• [Problema breve 1]:
En el fragmento sobre la poesía de Rivera, ¿qué nombre dice llevar la voz en la cita que sigue con "la cadena cruza y gira y sigue"?
• [Problema breve 2]:
Prosigue el fragmento sobre la poesía de Rivera a partir de su última oración.

• [Fragmento]:
A estas alturas sospechamos

que no es verdad

que un poema se escriba con palabras. (OC 72)

¿Es verdad que no podemos pensar con palabras? En esa insuficiencia palpita el lenguaje, conmoviéndonos o desalentándonos: “Los lenguajes se exhiben, y lo que yo soy entre una modulación y la siguiente: se borra” (OC 84). Esta experiencia de la modulación y su porvenir, que es en Rivera más bien un desaliento, se suprime:

Yo sospecho que me será negada la alegría

que seré dividida en muchas voces

que el corazón no muere

cuando uno cree que debería. (OC 9)

El lenguaje se vuelve sucesivo, próximo, anterior, inscripción y retirada, sospecha de que hay en la cabeza una “marca de ceniza” (OC 38). Este ser entre modulaciones, que cruza la obra de Rivera, parece poetizar en esos momentos de suspensión entre algo y otra cosa, entre lo impersonal, lo ajeno y en la interrupción que cruza toda su poética:

La palabra late y se desgaja en sus letras, en su sonido y después en su vacío. Esto, lejos de ser una manera ancestral de iluminar la noche negra como boca de lobo, es más bien una manera de declamar la noche negra como boca de lobo. Luego, a paso seguido, asociamos la noche negra con la boca del lobo, y esto no determina nada, no implica nada: es solo una manera más, una pobre manera más de nombrar la noche y el silencio que acecha como boca de lobo. (OC 93)

Temblor, entonces pulso, separación entonces regreso, ruido entonces vacío cuando “[u]na parte tuya dice que aún estás / la otra sostiene que te has ido” (OC 41). “Yo me llamo Ximena, la cadena cruza y gira y sigue” (OC 90). La palabra, como el yo, late y se desgaja para decir “[l]o umbroso ya pasó” (OC 43) y “[l]os dioses [nos] dan su bendición llorando” (OC 43). Sin embargo, todo aquello que se arrastra más allá de sí no es solo el broche con el que punza el futuro ni el resabio de una derivación incómoda, sino el inexcusable olvido y ausencia de sí que la (nos) rodea, por deseo hacia esa proyección, hacia esa zona del temor, hacia esa sensación intensa cuya desmesura nos aferra a la gramática de lo que será. Gramática de “sombras y un decorado laberinto” (OC 45) y, al final, rapidez y distensión, desaparecer lo que será (seremos) sin ya ser:

Todo lo que fui se desvaneció. Todo lo que fui es tan solo un espejismo. Todo lo que fui se desvaneció: estoy triste. Mas, ¿quién velará todo el tiempo que yo duerma? Sé que temo al castigo, sé que amo a mis hijos, sé que no he causado destrucción. Pepe, la gente buena se sostiene a sí misma, y el mundo de los dioses no es perturbador. Solo serán un rastro para no asustarme; serán una hilera de casas en una aldea dormida. No temas, no te preocupes, encontraré la flor, y seré atendida. Llevaré en las alforjas agua, algo de pan y una pila de leña para el camino solo. (OC 90)

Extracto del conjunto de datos

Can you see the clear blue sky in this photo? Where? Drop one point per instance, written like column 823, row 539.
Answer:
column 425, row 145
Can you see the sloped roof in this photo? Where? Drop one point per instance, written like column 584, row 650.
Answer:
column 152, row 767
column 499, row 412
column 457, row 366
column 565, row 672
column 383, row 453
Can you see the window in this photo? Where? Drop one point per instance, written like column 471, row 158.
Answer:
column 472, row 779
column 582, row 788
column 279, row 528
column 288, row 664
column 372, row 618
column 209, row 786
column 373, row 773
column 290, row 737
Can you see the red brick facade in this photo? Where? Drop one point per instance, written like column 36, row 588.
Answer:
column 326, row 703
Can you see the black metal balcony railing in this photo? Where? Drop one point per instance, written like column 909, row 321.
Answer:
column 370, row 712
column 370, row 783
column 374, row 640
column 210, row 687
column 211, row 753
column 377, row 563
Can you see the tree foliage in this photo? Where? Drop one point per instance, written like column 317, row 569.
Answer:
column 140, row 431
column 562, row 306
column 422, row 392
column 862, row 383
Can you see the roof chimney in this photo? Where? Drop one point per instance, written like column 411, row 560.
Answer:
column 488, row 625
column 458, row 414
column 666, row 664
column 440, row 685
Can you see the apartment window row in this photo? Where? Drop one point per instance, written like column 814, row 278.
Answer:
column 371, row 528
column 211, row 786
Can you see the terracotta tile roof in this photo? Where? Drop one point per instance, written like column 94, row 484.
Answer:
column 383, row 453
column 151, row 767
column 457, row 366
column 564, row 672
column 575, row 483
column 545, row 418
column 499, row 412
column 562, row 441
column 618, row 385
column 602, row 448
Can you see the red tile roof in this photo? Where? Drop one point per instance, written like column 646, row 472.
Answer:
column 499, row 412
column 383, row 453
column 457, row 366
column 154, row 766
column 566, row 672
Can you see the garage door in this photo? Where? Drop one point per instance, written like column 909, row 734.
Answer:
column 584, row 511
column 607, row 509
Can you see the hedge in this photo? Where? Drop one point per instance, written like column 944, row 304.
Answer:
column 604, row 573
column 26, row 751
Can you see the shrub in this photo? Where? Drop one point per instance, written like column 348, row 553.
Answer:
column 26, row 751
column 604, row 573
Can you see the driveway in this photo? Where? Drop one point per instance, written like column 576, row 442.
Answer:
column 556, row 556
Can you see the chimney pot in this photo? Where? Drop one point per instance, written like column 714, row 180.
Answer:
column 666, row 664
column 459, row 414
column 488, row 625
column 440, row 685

...

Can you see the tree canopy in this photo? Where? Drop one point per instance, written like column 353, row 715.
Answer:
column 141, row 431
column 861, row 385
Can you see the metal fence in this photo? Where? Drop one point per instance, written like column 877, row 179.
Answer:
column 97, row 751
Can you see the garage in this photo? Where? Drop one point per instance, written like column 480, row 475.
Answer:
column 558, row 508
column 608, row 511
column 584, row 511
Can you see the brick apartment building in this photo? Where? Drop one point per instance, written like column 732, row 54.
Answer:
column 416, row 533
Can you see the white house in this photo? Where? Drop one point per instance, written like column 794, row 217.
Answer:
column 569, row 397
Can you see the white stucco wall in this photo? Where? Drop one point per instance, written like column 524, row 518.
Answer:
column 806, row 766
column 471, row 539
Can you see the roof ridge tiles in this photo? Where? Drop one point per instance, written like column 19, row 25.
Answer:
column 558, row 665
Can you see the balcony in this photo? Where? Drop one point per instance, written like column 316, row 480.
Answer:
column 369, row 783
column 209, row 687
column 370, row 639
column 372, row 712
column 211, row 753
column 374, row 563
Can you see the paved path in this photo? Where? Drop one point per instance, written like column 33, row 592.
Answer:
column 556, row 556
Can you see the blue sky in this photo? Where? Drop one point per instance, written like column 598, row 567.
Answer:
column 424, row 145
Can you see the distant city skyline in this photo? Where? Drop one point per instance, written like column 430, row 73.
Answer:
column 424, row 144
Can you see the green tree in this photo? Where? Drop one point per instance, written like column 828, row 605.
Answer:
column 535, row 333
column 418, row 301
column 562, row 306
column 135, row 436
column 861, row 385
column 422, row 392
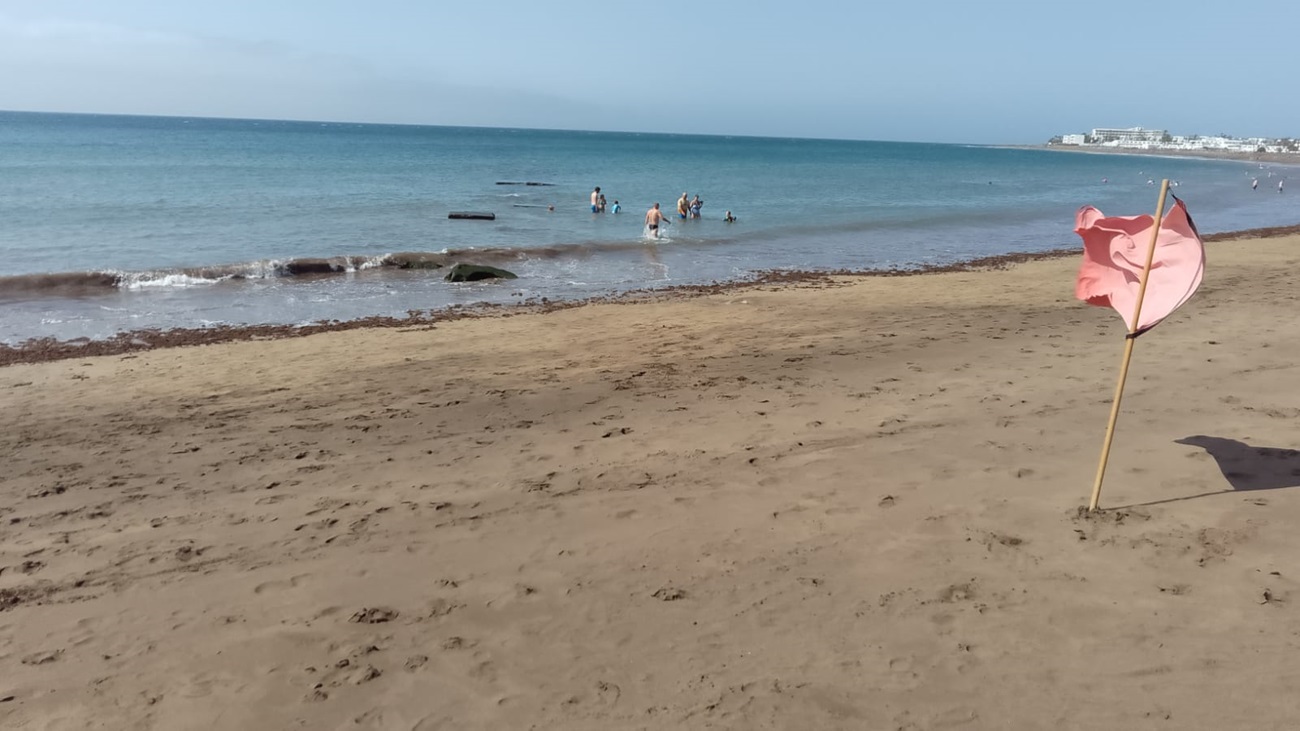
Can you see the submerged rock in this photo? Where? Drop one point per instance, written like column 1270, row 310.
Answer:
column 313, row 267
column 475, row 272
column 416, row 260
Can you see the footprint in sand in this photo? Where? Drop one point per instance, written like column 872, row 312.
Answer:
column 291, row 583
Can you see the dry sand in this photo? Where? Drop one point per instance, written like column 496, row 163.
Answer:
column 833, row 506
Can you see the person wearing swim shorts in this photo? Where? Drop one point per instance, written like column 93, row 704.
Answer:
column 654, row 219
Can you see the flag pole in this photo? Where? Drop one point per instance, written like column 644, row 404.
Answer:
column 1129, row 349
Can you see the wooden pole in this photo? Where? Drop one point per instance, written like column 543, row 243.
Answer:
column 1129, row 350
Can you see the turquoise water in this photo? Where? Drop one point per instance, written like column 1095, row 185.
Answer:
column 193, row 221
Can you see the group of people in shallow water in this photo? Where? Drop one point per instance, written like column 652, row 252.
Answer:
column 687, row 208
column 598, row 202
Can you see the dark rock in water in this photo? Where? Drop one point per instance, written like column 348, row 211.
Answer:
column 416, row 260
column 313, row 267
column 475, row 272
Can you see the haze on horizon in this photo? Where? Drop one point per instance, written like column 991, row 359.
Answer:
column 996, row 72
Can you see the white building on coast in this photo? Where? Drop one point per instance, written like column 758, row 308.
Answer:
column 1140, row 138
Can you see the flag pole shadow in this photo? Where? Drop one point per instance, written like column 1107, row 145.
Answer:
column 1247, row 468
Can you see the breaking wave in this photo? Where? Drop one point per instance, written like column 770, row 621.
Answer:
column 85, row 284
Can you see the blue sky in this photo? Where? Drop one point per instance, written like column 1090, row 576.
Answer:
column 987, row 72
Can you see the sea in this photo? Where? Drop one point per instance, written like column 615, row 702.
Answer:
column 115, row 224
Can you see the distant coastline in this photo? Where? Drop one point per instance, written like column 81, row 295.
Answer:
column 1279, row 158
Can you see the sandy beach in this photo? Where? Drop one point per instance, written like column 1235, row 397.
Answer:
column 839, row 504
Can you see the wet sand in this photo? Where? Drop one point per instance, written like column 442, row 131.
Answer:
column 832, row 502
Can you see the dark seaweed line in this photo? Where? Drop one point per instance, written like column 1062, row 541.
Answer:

---

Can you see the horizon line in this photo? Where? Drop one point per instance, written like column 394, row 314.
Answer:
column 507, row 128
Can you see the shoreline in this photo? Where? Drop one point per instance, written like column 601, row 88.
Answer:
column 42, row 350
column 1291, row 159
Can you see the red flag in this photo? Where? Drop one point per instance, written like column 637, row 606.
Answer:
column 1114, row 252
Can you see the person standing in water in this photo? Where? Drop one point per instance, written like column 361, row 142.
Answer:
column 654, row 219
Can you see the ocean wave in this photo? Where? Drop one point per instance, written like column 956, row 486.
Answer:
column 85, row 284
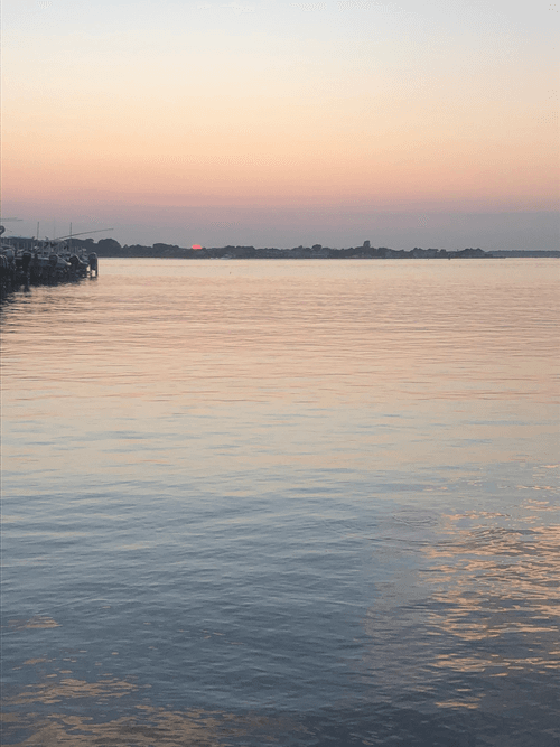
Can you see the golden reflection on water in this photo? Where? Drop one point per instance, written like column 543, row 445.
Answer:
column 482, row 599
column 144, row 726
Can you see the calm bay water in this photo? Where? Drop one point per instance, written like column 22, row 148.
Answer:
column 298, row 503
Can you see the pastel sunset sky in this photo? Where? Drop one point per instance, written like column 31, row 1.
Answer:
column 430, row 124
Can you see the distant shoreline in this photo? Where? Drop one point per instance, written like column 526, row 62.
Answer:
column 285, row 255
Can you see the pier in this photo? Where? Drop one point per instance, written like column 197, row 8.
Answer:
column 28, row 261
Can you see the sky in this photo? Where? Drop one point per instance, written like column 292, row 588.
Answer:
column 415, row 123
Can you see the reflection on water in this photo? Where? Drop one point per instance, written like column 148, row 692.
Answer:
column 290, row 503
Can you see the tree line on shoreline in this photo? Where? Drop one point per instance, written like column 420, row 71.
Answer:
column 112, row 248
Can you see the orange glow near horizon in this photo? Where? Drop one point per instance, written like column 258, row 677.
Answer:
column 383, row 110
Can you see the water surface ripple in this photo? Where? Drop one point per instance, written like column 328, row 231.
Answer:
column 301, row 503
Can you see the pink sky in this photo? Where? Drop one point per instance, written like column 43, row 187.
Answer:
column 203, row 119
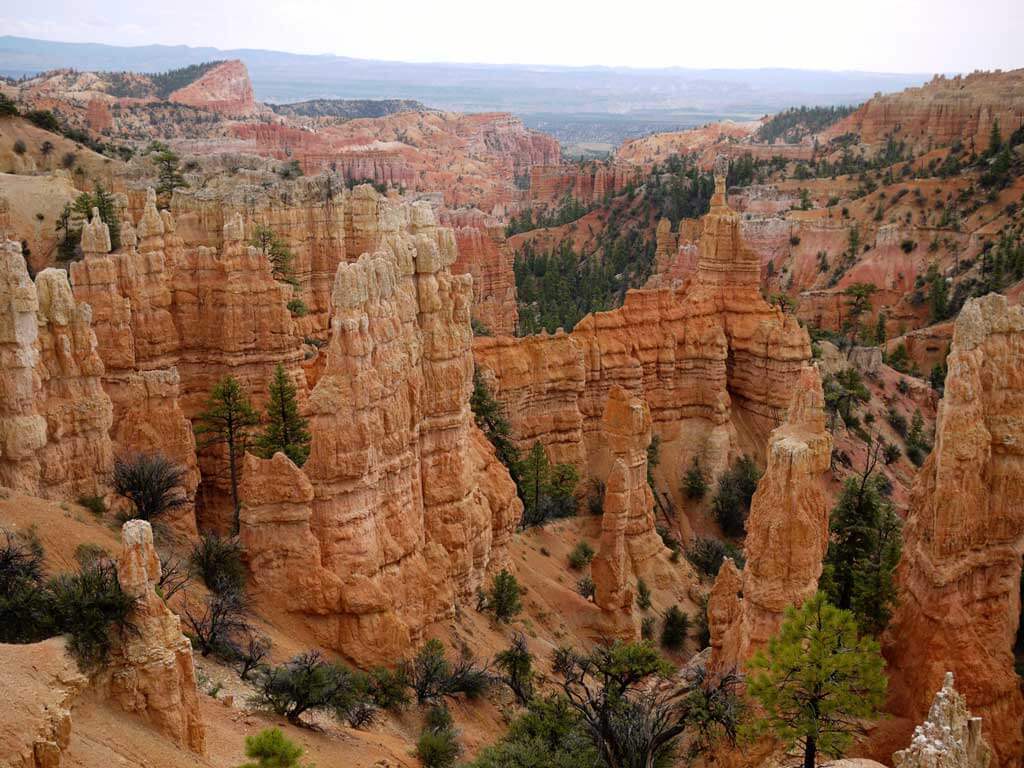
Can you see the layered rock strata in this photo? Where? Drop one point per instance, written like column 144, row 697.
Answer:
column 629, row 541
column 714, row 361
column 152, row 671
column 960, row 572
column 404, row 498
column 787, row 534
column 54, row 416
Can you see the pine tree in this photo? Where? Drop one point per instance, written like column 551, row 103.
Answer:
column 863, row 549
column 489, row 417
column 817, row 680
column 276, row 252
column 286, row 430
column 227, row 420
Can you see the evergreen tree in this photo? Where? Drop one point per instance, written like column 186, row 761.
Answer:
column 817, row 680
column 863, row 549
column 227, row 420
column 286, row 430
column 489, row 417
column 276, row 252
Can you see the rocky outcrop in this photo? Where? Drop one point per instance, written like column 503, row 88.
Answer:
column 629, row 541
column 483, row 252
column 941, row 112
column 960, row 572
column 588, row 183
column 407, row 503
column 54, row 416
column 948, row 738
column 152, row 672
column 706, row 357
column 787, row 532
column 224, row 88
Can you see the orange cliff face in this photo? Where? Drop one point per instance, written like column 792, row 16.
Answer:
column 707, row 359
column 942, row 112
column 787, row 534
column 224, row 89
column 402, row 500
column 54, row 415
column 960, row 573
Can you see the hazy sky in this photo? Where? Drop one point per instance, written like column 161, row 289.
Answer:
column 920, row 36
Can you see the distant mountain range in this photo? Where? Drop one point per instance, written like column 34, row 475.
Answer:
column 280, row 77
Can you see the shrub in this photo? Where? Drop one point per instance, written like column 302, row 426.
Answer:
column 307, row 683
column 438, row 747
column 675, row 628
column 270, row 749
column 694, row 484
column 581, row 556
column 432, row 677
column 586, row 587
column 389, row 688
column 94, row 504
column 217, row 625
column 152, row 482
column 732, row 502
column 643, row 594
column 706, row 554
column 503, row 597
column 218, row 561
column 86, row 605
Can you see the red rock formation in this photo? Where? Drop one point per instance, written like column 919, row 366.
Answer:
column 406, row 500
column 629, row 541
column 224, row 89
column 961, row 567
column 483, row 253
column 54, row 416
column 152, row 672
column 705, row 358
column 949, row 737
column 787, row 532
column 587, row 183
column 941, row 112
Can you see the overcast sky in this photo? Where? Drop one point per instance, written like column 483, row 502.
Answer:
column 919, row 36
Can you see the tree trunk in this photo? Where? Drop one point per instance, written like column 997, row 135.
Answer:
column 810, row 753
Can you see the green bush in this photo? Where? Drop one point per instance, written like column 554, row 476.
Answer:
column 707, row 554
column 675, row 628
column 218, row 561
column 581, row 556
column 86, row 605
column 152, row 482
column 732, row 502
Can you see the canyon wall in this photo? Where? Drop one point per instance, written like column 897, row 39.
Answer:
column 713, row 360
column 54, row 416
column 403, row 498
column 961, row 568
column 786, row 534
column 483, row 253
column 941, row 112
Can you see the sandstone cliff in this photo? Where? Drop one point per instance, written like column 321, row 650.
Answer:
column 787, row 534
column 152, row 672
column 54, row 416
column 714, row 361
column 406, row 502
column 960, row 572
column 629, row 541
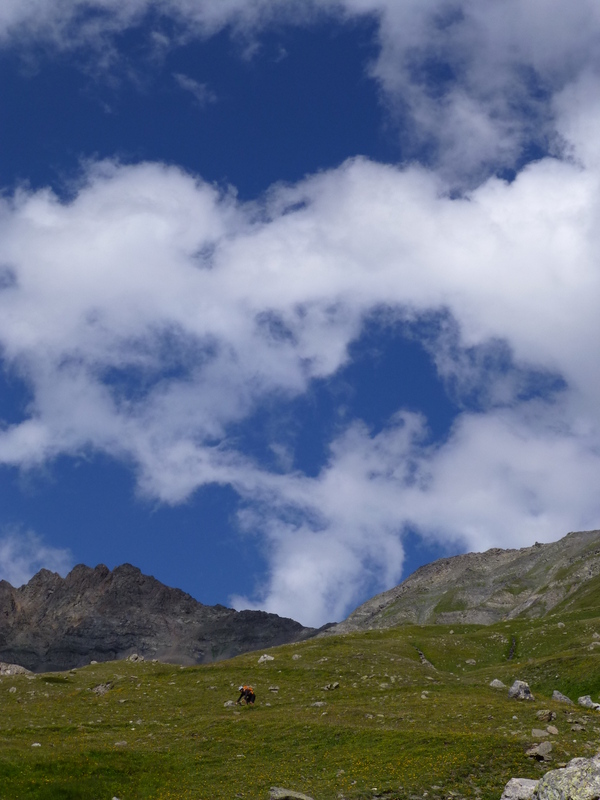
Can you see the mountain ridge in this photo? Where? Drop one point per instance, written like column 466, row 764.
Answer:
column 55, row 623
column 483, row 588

• [Respuesta 1]:
Ximena.

• [Respuesta 2]:
3. El yo desgajado y la monotonía abisal en Casa de reposo

Una hilera de casas en una aldea dormida (OC 90)

Escribir –y sus impedimentos– como espacio del destierro, donde es “el silencio [el que] se confundirá con una página en blanco […] con un espacio sin límites” (OC 94). Por lo tanto, lo que cae sobre la carne es también lo ilimitado, cuyo horror, quizás, se suspenda, si “alguien insospechado nos cantar[á] una canción de cuna” (OC 94). Ese horror, es la pérdida de intimidad, la extrañeza de depositarse en un lugar final hacia el final. Sin embargo, esta inquietante extrañeza de la que habla Didi-Huberman, citando a Freud, es “la desorientación, experiencia en la cual ya no sabemos exactamente qué está frente a nosotros y qué no lo está, o bien si el lugar hacia el que nos dirigimos no es ya ese interior en el cual estaríamos presos desde siempre” (Didi-Huberman, Lo que vemos 161). Nos encontramos desorientados, porque “nuestra desorientación de la mirada implica al mismo tiempo ser desgarrados del otro y de nosotros mismos, en nosotros mismos” (161).

En esta casa hay algo simétrico, algo pendular: si te mueves un poco hacia la izquierda, alguien se mueve hacia la derecha. Es algo inconsciente, sabes, casi un reflejo. Somos enfermos, claro: estamos imposibilitados de recordar nuestro origen con claridad, y lo que queda como residuo es dejarse llevar por este espacio, y de múltiples maneras cumplir con los horarios. (OC 131)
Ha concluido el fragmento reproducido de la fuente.